_Exercise requirements:_ Render the rows below as a JSON list of strings, one string per line with blank lines omitted, beginning with the line that contains "top with a point in the photo above." and continuing through the last line of the rows.

_Excerpted records:_
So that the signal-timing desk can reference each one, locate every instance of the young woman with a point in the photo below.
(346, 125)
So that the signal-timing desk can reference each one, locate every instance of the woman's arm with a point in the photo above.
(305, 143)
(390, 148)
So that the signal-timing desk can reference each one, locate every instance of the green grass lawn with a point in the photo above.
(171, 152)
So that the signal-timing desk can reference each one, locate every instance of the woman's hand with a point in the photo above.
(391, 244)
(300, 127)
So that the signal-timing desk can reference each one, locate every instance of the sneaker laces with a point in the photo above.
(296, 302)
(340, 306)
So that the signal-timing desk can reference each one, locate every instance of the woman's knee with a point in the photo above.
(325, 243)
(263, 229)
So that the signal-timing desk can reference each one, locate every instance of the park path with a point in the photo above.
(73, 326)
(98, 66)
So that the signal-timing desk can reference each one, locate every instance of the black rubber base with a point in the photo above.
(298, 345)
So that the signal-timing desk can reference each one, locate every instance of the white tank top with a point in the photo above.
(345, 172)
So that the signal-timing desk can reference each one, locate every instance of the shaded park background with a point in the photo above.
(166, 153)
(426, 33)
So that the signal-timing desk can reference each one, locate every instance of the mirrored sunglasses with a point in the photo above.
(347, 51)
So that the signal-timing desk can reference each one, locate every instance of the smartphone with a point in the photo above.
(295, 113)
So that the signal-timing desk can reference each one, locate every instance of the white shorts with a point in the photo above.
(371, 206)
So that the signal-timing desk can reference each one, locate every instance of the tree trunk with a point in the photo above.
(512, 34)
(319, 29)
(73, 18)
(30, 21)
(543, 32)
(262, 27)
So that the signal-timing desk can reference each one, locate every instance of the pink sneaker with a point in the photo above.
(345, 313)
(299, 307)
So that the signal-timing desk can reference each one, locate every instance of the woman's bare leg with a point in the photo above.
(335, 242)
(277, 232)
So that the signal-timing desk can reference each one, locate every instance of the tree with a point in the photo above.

_Reply:_
[
  "So that the signal-timing desk can reference each one, locate every instance of the white tank top with a point in the photo above.",
  "(345, 172)",
  "So that the signal-timing desk can reference each one, locate every instance of the shaded park background with a point in the photo above.",
  "(166, 153)",
  "(426, 33)",
  "So that the signal-timing desk can reference each one, locate every instance of the mirrored sunglasses with a point in the photo above.",
  "(347, 51)",
  "So that the signal-timing desk can reference each one, locate every instance of the smartphone with a point in the photo above.",
  "(295, 113)",
  "So that the signal-timing desk can reference each one, locate every instance of the white shorts with a point in the photo above.",
  "(371, 206)",
  "So that the signal-timing desk can reference each one, locate every instance of the tree trunk with a point in the photo above.",
  "(512, 34)",
  "(319, 29)",
  "(73, 18)",
  "(30, 21)",
  "(543, 32)",
  "(262, 27)",
  "So that the signal-timing desk can reference each one, locate every instance of the pink sneaker with a point in the photo above.",
  "(345, 313)",
  "(299, 307)",
  "So that the signal-timing desk can reference each one, locate every instance of the woman's bare leg with a point in the photo above.",
  "(335, 242)",
  "(277, 232)",
  "So that the signal-timing desk can reference each one, locate every instance of the tree with a point in the photo above."
]